■ WHAT IS REQUIRED
Gather every line in the records below that contains the word "rock", and copy each of those lines in full.

■ Records from a point-labeling set
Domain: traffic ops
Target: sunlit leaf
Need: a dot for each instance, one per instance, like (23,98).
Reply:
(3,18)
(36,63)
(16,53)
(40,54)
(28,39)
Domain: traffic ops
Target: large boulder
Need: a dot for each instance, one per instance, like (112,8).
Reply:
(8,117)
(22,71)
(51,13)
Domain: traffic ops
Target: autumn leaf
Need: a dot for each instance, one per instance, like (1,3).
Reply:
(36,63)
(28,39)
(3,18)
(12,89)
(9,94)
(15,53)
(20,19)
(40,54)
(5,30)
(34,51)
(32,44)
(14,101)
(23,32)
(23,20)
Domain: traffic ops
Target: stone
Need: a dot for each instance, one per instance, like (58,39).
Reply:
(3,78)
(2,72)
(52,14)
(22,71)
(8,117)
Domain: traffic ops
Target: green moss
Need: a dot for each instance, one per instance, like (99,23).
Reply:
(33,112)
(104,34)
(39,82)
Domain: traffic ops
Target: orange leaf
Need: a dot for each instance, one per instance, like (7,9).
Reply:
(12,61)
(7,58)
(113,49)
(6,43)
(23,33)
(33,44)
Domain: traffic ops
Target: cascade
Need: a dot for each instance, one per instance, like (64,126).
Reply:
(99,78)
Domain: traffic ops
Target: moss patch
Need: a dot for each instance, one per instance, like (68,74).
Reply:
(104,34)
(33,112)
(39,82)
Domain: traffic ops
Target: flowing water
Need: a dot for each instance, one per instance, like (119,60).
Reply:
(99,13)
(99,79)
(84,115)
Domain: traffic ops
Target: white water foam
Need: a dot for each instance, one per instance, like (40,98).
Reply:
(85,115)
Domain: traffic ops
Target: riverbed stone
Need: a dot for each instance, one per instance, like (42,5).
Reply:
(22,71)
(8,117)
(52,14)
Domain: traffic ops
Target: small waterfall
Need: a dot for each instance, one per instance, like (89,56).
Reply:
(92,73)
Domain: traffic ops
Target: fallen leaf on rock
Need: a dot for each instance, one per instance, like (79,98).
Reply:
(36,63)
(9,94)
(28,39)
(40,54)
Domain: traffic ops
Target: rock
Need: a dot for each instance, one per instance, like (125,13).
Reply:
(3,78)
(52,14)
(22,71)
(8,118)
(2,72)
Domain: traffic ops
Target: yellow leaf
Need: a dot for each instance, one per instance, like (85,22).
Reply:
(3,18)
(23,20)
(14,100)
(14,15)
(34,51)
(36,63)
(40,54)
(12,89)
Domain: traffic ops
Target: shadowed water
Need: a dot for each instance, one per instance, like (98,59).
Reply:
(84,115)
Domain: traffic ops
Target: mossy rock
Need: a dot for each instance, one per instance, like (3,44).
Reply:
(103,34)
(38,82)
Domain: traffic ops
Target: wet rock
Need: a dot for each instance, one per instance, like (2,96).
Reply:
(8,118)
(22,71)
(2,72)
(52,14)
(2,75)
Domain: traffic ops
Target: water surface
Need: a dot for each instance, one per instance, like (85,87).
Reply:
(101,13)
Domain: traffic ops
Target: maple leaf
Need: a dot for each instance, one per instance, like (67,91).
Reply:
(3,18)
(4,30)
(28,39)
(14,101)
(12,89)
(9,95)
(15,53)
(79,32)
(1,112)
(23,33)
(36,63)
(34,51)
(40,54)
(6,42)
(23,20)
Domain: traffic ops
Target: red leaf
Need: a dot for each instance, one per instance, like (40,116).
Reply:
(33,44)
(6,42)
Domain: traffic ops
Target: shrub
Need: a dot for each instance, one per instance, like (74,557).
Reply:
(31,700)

---

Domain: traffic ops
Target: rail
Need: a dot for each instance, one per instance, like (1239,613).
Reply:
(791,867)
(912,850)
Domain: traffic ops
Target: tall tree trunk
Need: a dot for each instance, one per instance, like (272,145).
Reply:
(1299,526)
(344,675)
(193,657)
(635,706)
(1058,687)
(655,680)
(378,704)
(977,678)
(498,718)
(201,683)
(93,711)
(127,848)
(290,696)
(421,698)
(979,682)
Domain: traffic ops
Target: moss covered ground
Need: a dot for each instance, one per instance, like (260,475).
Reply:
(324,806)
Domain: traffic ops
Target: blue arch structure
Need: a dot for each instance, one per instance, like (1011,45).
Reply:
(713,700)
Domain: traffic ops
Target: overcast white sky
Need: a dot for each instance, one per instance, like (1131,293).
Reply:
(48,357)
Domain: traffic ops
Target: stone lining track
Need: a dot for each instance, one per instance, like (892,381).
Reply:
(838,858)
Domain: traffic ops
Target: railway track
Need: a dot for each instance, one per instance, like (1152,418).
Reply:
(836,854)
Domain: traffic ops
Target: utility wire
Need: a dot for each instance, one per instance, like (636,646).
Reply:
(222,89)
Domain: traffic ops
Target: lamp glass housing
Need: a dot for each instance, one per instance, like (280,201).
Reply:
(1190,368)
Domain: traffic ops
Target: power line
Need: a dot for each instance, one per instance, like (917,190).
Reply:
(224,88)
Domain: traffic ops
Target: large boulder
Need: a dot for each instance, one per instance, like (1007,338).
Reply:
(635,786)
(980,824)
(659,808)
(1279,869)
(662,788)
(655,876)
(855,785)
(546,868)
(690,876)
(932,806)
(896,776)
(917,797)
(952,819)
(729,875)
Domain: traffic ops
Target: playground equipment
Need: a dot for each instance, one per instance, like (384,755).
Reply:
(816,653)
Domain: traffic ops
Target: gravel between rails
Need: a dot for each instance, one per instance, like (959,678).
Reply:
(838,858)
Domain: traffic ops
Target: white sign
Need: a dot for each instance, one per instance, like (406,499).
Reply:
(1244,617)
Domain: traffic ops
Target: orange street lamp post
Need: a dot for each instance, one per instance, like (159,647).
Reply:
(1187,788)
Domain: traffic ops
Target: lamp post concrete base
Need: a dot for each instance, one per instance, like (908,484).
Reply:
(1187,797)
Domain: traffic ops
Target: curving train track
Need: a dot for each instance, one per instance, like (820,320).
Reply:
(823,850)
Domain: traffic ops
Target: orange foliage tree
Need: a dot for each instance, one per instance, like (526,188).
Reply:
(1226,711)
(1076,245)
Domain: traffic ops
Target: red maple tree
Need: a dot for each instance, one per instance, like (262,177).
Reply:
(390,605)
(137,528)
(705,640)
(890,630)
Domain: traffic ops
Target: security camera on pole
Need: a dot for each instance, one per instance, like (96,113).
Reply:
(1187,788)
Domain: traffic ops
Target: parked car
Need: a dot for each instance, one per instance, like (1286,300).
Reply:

■ RESPONSE TO THIS TASK
Target: fallen leaf on rock
Target: rock
Target: mossy rock
Target: wet rock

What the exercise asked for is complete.